**STATED PROBLEM:**
Convert every line of the rows below into a JSON list of strings, one string per line, with blank lines left out. Leave the pictures out of the list.

>>>

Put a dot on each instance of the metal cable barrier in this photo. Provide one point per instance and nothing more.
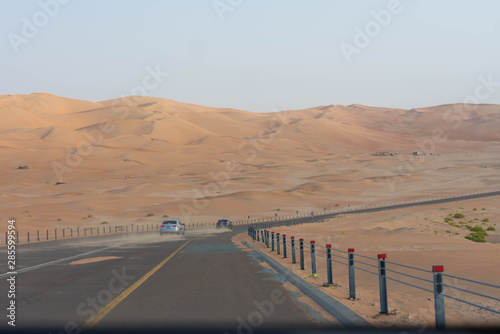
(381, 267)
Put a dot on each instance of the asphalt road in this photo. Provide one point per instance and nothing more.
(195, 281)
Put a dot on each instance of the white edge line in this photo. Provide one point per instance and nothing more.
(38, 266)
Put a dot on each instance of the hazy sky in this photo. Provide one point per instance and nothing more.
(258, 55)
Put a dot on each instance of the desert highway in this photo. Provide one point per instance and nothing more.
(199, 280)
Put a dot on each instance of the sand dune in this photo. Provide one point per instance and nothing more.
(154, 155)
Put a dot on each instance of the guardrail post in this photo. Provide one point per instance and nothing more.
(284, 246)
(329, 265)
(382, 283)
(313, 257)
(439, 296)
(352, 281)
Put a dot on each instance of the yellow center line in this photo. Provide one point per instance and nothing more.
(106, 309)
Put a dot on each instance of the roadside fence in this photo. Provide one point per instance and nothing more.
(431, 281)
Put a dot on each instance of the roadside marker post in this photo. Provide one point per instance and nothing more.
(301, 254)
(439, 296)
(382, 283)
(329, 265)
(313, 257)
(352, 282)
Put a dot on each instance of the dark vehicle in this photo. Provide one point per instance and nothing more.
(224, 223)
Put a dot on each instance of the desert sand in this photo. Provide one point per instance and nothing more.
(137, 160)
(417, 237)
(134, 160)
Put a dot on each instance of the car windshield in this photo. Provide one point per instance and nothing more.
(300, 121)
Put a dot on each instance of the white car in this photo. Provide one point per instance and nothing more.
(172, 226)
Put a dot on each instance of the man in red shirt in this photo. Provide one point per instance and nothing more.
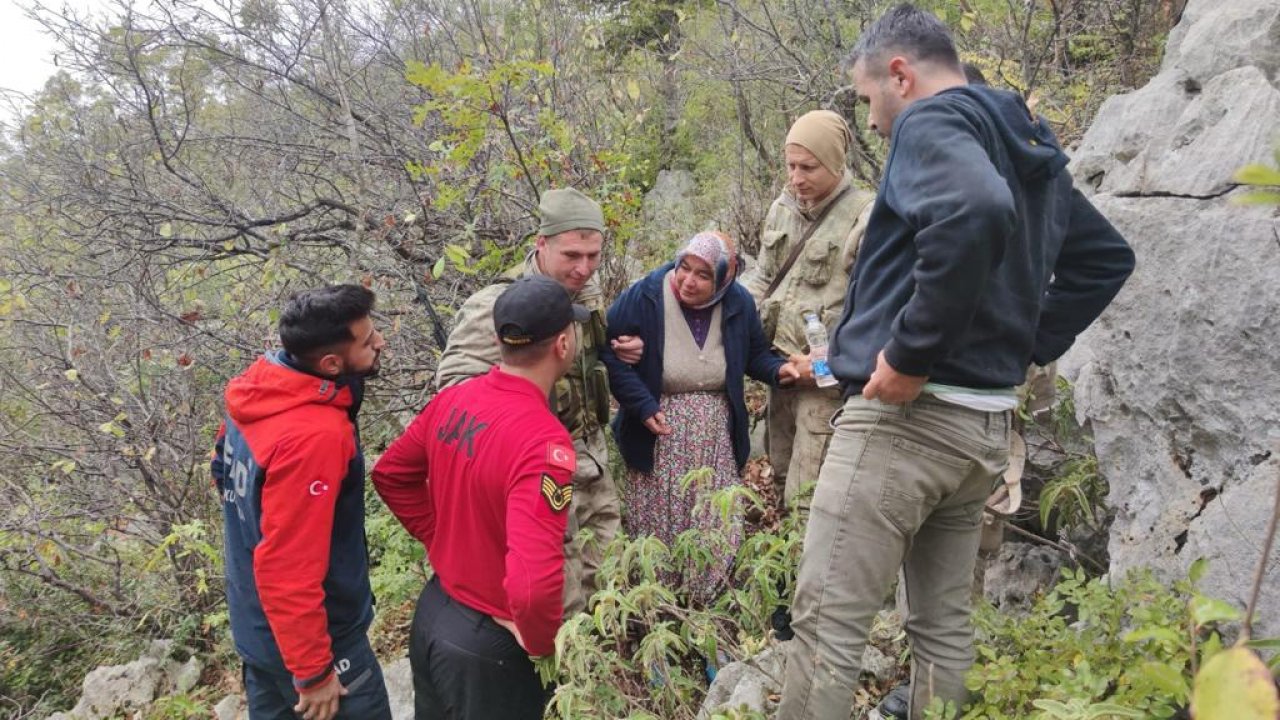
(291, 475)
(484, 478)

<<<

**ANSWER:**
[
  "Put a dot on each instance of the metal cable barrier in this photo. Provide one point per instance and nothing more.",
  "(381, 267)",
  "Put a dot on each instance of the asphalt road in this photo. Provide one point per instance and nothing more.",
  "(195, 281)",
  "Put a dot on each instance of the white edge line in this photo. Provide one point per instance and nothing more.",
  "(38, 266)",
  "Put a dot on each instance of the hazy sky in this photo. Provide one point per instance and nothing more.",
  "(258, 55)",
  "Put a dot on each instance of the desert highway in this photo. Provide one point per instance and nothing more.",
  "(199, 280)",
  "Put a dot on each instance of the sand dune in this photo. Provide one point per instance and nothing more.",
  "(154, 155)",
  "Put a dot on each instance of the guardrail post in this photo. Provide one point per instance and nothing more.",
  "(284, 246)",
  "(329, 265)",
  "(382, 283)",
  "(313, 257)",
  "(439, 296)",
  "(352, 281)",
  "Put a dot on each instance of the yellow center line in this photo. Provide one point per instance and nothing more.",
  "(106, 309)",
  "Put a dot on each instance of the roadside fence in this photo. Provide one point per instance and nothing more.",
  "(431, 281)",
  "Put a dot on each instance of the roadside marker post in this photo. Provide one point per instance and nothing more.",
  "(301, 254)",
  "(439, 296)",
  "(382, 283)",
  "(329, 265)",
  "(313, 257)",
  "(352, 282)",
  "Put a dot on each instance of the dark vehicle in this photo. Provide one point per instance and nothing more.",
  "(224, 223)",
  "Put a dot on each instance of the desert sand in this photo. Provide one point per instance and nothing more.",
  "(137, 160)",
  "(417, 237)",
  "(134, 160)",
  "Put a dot on each instance of the car windshield in this photo. Provide one point per instance and nothing more.",
  "(300, 121)",
  "Put a dot on each instance of the white car in this photo. Provide one point per instance and nothing more.",
  "(172, 226)",
  "Put a dot on each instance of the man in red shirt in this photo. Provide one point per instance and nothing more.",
  "(291, 475)",
  "(484, 478)"
]